- Document excerpt:
--- --- ---
Every so often, an auto executive will say something that raises an eyebrow or two.

In this case, a Hyundai executive suggested that while his company had received no money for its hydrogen vehicles from the U.S. government, the Tesla Motors network of Supercharger DC fast-charging stations for electric cars was paid for using “money that has come from grants and loans from the government.”

 

First 2015 Hyundai Tucson Fuel Cell delivered to lessee at Tustin Hyundai, June 2014First 2015 Hyundai Tucson Fuel Cell delivered to lessee at Tustin Hyundai, June 2014

Michael O’Brien is head of U.S. product planning for Hyundai; his assertion came during a discussion of the Korean automaker’s view of hydrogen fueling infrastructure and which entities should provide it.

Indeed, it seems irrefutable that Hyundai received no direct funding from the U.S. or state governments for its more than a decade of research and development into hydrogen-fueled vehicles.
--- --- ---
- Provided information:
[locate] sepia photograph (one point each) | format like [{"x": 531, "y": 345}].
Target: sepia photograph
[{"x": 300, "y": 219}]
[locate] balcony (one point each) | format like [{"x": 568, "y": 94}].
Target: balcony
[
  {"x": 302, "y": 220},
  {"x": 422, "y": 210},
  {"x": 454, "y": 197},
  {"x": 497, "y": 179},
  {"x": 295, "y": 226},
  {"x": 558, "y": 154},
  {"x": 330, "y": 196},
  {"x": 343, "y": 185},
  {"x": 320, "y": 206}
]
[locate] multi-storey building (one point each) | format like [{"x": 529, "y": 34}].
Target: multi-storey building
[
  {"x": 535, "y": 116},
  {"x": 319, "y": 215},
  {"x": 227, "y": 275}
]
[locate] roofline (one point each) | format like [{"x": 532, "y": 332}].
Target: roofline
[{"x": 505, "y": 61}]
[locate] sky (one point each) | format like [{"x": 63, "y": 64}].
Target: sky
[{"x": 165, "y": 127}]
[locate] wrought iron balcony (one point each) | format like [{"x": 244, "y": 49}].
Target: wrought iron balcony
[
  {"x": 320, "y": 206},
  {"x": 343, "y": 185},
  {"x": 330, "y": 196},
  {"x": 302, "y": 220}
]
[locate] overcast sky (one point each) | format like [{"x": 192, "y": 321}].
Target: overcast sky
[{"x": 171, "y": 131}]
--- --- ---
- What you will do:
1: List every company or business named in the Hyundai hydrogen funding article.
2: Carry on the article about the Hyundai executive's funding remarks, starting right after its last sentence.
The records have nothing to do with the text.

- Answers to the problems:
1: Hyundai, Tesla Motors, Tustin Hyundai

2:
But given that Tesla repaid its entire $465 million low-interest loan from the U.S. Department of Energy more than a year ago–several years ahead of schedule–we thought the Silicon Valley electric-car maker might want to respond to O’Brien’s assertion.

Indeed, Diarmuid O’Connell, Tesla’s vice president of business development, was more than eager to set the record straight from his point of view.

 

Tesla Motors Supercharger network in Summer 2014 - map as of July 15, 2014Tesla Motors Supercharger network in Summer 2014 – map as of July 15, 2014

 

‘Furious’ at charge

“I am furious at any allegation that any public money was spent on the Supercharger network,” he told Green Car Reports.

“Those sites have been paid for entirely by Tesla Motors–which continues to spend money in expanding the network.”

“This stands in stark contrast to certain foreign carmakers, including Hyundai,” O’Connell continued, “who have no manufacturing presence in California but expect the state’s taxpayers to spend up to $200 million to set up hydrogen stations” for their future fuel-cell vehicles.

Confused by charging type?

Perhaps Hyundai’s O’Brien confused Tesla’s DC fast-charging network with slower 240-Volt Level 2 public charging stations, which have been funded by multiple Federal and state programs.

Or perhaps he meant to suggest that Tesla took advantage of working capital provided by the DoE loan between 2009 and 2013 as it began to plan and build out early Supercharger sites.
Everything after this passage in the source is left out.